Begin

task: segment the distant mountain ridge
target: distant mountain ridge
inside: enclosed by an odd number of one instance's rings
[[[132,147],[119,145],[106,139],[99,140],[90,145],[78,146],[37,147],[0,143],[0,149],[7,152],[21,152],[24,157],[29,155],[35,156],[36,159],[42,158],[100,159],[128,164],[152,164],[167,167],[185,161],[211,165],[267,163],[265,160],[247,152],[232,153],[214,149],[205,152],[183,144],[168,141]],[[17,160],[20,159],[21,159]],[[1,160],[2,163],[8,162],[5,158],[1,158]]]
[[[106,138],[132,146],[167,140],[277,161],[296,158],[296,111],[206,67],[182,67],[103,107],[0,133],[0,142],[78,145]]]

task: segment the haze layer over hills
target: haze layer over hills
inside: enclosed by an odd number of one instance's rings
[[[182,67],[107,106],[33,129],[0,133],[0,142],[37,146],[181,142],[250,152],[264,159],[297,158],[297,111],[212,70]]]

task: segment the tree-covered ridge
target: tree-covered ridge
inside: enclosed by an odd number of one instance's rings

End

Given problem | Could you rewrite all of the data above with every "ridge" renamed to "crest" and nothing else changed?

Response to this exercise |
task: segment the distant mountain crest
target: distant mountain crest
inside: enclosed by an odd number of one instance's rings
[[[132,147],[119,145],[106,139],[99,140],[90,145],[78,146],[37,147],[0,143],[0,149],[7,152],[21,152],[24,157],[29,155],[35,156],[36,159],[42,158],[100,159],[128,164],[152,164],[167,167],[185,161],[211,165],[267,163],[265,160],[247,152],[232,153],[214,149],[205,152],[183,144],[168,141]],[[17,160],[20,159],[21,159]],[[1,160],[2,163],[8,162],[5,158],[1,158]]]
[[[106,138],[132,146],[167,140],[277,161],[296,158],[296,111],[206,67],[182,67],[103,107],[0,133],[0,142],[78,145]]]

task: segment the haze layer over hills
target: haze layer over hills
inside: enclosed by an odd number of one instance's rings
[[[182,67],[107,106],[33,129],[0,133],[0,142],[37,146],[181,142],[250,152],[264,159],[297,158],[297,111],[212,70]]]

task: segment the tree-covered crest
target: tree-covered crest
inside: enclosed by an odd number of one instance's rings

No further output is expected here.